= The task =
Pull out every line of the entries that contains the word "spout", treating uppercase and lowercase as different.

= Extracted material =
## begin

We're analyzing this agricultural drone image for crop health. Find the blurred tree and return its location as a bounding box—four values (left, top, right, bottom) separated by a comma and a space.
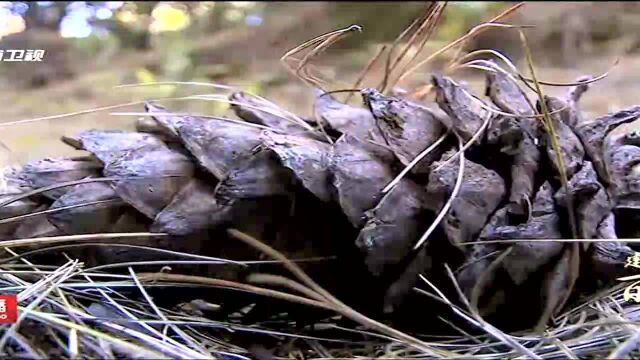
24, 1, 71, 31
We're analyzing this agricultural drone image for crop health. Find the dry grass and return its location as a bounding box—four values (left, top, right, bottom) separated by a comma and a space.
0, 4, 640, 359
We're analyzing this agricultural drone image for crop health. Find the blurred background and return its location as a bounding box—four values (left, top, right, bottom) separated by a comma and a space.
0, 1, 640, 162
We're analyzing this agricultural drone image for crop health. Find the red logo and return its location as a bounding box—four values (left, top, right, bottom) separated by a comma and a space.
0, 295, 18, 324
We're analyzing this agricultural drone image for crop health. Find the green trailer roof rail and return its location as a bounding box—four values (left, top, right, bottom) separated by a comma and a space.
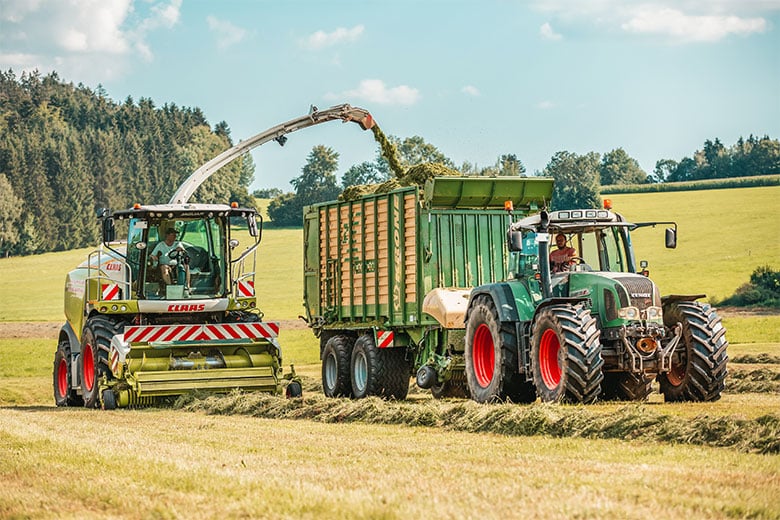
423, 177, 553, 211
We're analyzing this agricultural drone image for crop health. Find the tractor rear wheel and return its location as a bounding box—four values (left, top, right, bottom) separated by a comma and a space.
53, 339, 84, 406
658, 302, 729, 401
350, 333, 411, 400
80, 314, 121, 408
531, 303, 604, 403
465, 296, 536, 403
322, 334, 354, 397
600, 372, 653, 401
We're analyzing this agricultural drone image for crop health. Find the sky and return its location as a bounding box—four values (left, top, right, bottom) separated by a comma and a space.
0, 0, 780, 191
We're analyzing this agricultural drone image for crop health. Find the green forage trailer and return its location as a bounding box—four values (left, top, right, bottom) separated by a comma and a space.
304, 177, 552, 399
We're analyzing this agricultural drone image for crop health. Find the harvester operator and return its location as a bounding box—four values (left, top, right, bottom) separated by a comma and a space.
151, 228, 190, 289
550, 233, 577, 273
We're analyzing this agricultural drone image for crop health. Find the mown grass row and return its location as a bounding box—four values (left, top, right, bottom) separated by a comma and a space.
174, 392, 780, 454
600, 175, 780, 195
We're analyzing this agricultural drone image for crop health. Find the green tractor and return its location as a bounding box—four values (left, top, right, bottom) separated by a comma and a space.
53, 105, 373, 409
465, 203, 728, 403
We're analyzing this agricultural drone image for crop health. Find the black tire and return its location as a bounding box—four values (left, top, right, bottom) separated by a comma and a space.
658, 302, 729, 401
350, 333, 411, 400
103, 388, 116, 410
600, 372, 653, 401
465, 296, 536, 403
531, 303, 604, 404
322, 335, 354, 397
431, 370, 469, 399
79, 314, 121, 408
52, 339, 84, 406
284, 381, 303, 399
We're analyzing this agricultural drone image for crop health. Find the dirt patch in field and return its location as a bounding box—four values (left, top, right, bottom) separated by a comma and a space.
0, 320, 307, 339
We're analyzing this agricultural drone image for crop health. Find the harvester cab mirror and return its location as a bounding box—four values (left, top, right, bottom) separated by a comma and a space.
508, 230, 523, 251
103, 217, 116, 243
246, 213, 258, 237
666, 228, 677, 249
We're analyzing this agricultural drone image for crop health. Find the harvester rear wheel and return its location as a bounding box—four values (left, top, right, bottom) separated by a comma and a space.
80, 315, 120, 408
531, 303, 604, 403
53, 340, 84, 406
658, 302, 729, 401
465, 296, 536, 403
600, 372, 653, 401
322, 334, 354, 397
350, 333, 410, 399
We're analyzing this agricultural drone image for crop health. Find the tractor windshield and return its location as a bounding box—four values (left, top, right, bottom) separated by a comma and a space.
128, 217, 227, 300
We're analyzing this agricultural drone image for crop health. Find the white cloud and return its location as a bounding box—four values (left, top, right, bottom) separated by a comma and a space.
621, 6, 767, 42
539, 22, 563, 41
0, 0, 182, 82
301, 25, 365, 50
206, 16, 247, 49
325, 79, 420, 105
534, 0, 780, 43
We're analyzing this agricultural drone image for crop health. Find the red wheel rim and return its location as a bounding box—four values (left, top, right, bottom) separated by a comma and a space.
81, 343, 95, 392
666, 361, 685, 386
473, 323, 496, 388
57, 359, 68, 397
539, 329, 561, 390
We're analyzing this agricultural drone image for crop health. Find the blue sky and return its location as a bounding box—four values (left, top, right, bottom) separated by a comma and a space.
0, 0, 780, 191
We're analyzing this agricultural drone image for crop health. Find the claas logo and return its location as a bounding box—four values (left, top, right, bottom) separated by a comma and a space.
168, 303, 206, 312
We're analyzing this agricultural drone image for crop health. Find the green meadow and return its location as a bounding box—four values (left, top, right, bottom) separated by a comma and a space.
0, 187, 780, 519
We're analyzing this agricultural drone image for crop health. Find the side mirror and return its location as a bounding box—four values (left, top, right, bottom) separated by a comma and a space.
507, 231, 523, 251
666, 228, 677, 249
246, 213, 258, 237
103, 217, 116, 242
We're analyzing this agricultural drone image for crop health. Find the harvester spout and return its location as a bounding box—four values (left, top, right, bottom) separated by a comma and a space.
168, 104, 374, 204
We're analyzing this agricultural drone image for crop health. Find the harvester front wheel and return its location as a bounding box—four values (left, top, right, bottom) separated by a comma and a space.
531, 303, 604, 403
464, 296, 536, 403
658, 302, 729, 401
54, 340, 84, 406
80, 315, 119, 408
322, 334, 354, 397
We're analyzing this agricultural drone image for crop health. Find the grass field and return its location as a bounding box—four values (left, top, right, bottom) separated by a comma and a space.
0, 188, 780, 519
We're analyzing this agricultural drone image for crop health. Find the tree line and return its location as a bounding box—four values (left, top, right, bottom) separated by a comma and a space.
266, 135, 780, 226
0, 70, 254, 256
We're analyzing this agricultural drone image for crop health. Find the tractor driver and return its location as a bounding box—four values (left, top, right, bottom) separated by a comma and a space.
550, 233, 577, 273
151, 228, 189, 285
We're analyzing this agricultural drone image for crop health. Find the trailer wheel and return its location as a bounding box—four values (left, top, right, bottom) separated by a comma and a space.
53, 340, 84, 406
531, 303, 604, 403
465, 296, 536, 403
322, 334, 353, 397
599, 372, 653, 401
80, 315, 120, 408
350, 333, 411, 399
658, 302, 729, 401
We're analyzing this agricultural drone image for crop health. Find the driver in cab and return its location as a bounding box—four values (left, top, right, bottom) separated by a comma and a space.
151, 228, 190, 285
550, 233, 577, 273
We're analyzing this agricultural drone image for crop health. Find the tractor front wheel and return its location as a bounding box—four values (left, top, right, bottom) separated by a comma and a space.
658, 302, 729, 401
464, 296, 536, 403
531, 303, 604, 403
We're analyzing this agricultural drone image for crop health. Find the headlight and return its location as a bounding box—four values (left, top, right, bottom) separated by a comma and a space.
618, 307, 639, 320
645, 307, 663, 320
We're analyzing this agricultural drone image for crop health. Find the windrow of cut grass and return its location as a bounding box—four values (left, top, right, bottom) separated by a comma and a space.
174, 392, 780, 454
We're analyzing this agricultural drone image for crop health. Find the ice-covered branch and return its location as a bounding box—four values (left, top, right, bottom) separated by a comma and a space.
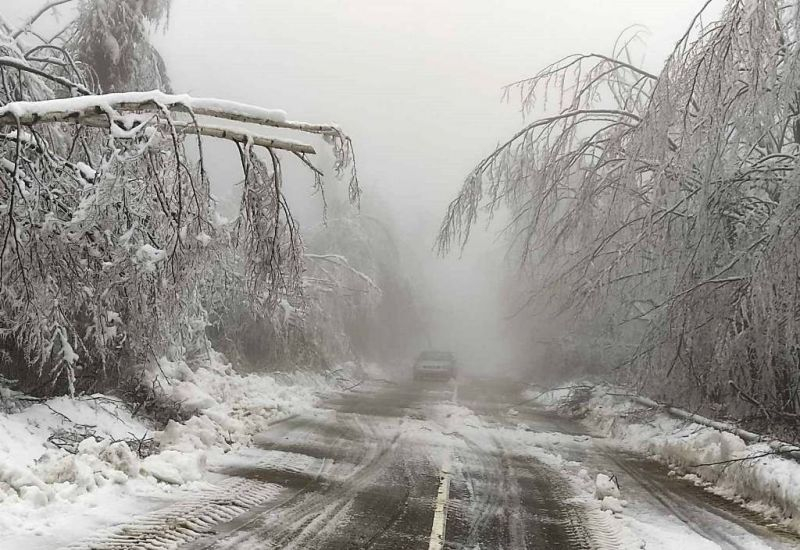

## end

= Result of this task =
We're analyzing this agricultural drone image for crop health. Find the harvester spout and return its location as a bounding box—four values (left, top, right, bottom) separated by a comma and a space.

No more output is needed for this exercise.